-- start of RECORDS SHOWN --

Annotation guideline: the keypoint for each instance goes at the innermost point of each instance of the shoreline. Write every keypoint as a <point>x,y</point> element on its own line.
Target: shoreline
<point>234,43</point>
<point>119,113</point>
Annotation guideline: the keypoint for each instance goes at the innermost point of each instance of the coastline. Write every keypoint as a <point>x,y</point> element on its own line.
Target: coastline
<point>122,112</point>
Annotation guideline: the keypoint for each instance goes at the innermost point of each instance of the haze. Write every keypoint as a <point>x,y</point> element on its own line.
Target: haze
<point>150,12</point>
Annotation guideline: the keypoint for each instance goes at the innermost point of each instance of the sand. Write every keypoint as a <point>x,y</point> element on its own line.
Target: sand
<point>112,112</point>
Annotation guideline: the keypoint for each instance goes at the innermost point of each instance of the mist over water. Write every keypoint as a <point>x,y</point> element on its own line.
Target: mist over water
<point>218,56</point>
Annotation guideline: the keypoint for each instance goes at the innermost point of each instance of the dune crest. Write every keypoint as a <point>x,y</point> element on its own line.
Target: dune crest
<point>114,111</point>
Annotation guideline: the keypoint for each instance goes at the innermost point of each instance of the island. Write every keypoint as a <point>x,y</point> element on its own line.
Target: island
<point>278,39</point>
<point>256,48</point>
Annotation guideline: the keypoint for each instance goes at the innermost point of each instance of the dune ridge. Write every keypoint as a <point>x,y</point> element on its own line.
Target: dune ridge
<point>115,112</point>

-- end of RECORDS SHOWN --

WHAT YOU SHOULD DO: Reproduce the records starting at the line containing "the dune ridge." and ending at the end of the records, swapping "dune ridge" for "sand ridge" and leaving all else unchanged.

ANSWER TO THIS TASK:
Annotation guideline: the keypoint for each instance goes at the innermost point of each instance of the sand ridge. Write every keypoint as a <point>x,y</point> element on its own line.
Target: sand ridge
<point>115,112</point>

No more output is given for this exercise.